* DIRECTIONS *
Rewrite the data below with "jacket" replaced by "coat", keeping everything else the same. Leave the pictures out of your answer.

* LISTED ENTRIES *
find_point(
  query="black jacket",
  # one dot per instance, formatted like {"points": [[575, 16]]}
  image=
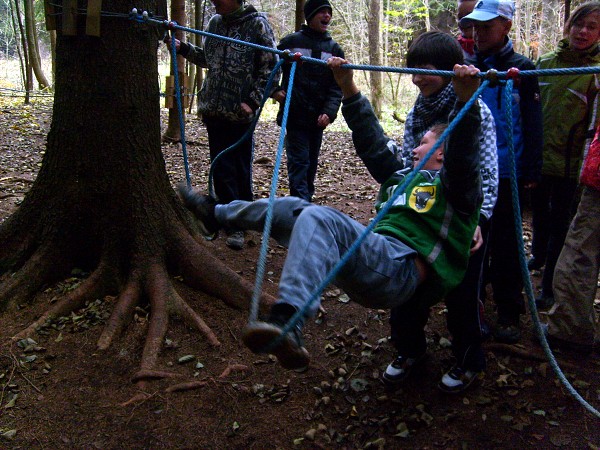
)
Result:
{"points": [[314, 91]]}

* RESULT OF THIS TASK *
find_point(
  query="black coat",
  # one dot per instance, formatted like {"points": [[575, 16]]}
  image=
)
Result:
{"points": [[314, 91]]}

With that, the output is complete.